(Stored records)
-=-=-

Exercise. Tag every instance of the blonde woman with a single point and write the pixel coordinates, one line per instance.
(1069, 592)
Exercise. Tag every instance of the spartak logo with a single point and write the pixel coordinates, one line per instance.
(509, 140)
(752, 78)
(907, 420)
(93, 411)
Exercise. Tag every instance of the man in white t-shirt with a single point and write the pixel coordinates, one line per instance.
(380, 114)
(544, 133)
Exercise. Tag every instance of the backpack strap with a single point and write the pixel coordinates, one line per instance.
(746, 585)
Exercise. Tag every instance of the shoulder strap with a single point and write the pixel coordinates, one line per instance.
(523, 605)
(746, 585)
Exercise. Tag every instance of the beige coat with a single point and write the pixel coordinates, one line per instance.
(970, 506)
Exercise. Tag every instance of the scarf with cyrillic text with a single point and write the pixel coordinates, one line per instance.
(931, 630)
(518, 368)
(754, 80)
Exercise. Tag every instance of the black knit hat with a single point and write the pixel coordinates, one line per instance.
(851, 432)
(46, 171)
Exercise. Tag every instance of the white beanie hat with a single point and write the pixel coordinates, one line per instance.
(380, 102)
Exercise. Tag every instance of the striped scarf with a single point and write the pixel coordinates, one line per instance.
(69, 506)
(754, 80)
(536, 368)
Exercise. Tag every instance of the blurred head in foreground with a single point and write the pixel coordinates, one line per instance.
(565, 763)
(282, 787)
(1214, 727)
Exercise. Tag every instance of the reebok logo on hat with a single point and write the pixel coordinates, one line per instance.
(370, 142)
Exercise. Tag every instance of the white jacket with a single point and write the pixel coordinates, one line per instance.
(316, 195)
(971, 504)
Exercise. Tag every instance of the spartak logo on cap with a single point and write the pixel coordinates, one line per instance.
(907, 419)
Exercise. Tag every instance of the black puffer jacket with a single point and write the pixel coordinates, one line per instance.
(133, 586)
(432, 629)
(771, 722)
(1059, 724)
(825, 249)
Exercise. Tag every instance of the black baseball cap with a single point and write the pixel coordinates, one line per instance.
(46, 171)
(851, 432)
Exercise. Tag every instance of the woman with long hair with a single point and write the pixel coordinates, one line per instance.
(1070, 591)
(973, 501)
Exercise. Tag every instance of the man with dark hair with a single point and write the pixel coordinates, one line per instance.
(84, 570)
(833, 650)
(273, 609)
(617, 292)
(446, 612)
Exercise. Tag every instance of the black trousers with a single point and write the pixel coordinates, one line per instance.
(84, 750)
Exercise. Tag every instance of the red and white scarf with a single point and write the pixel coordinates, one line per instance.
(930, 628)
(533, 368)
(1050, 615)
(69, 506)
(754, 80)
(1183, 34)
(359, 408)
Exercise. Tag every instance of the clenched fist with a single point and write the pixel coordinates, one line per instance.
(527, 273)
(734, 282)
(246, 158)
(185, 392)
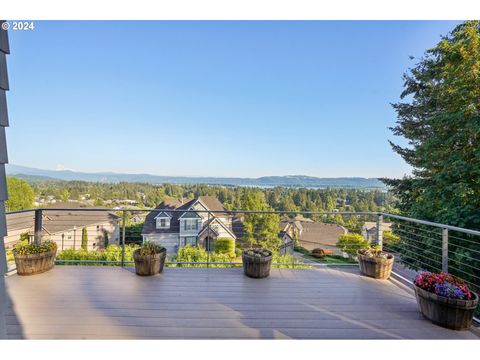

-=-=-

### Short task:
Copy the records word for word from the first line through the line that contains "(1214, 727)", including both of those lines.

### Reply:
Exercise. Tag every instance of the blonde woman with a single point and write the pixel coordinates, one line per instance.
(1069, 592)
Exercise. Tag every instance of the spartak logo with a single point and write the pixel coordinates, one line per instance.
(509, 140)
(752, 78)
(907, 420)
(93, 411)
Exercise. Tag every instance of the man in white t-shirt with a single point and write the pixel coordinates, one line per instance.
(380, 114)
(544, 133)
Exercise. Tag every instance of the backpack strap with a single point and write the pixel coordinates, one line per instance.
(746, 585)
Exercise. Tag every instance of the shoulder strap with a single point and write the pixel coordinates, one line per instance.
(523, 605)
(746, 585)
Exercise. Tag every instance of the beige coat with a single point and write the pixel coordinates, one line per instance.
(970, 506)
Exercise. Tag every instance of the scarf with cyrillic text with a single point and write the pixel coordinates, one line per instance.
(931, 630)
(518, 368)
(754, 80)
Exercise. Tag every instance of the black knit hat with a single point and write the pixel coordinates, one line per instance.
(851, 432)
(46, 171)
Exercise. Tag every instance of the white beanie hat with a single point and write the pixel coordinates, one line per instance.
(380, 102)
Exercise. Tag every instance of the striped scarf with a single point and write the pixel coordinates, one line per instance.
(69, 506)
(754, 80)
(536, 368)
Exercise. Tag every instance of the blurred head in foreground with a single point and write the pixel coordinates, one line per instance.
(565, 763)
(282, 787)
(1214, 727)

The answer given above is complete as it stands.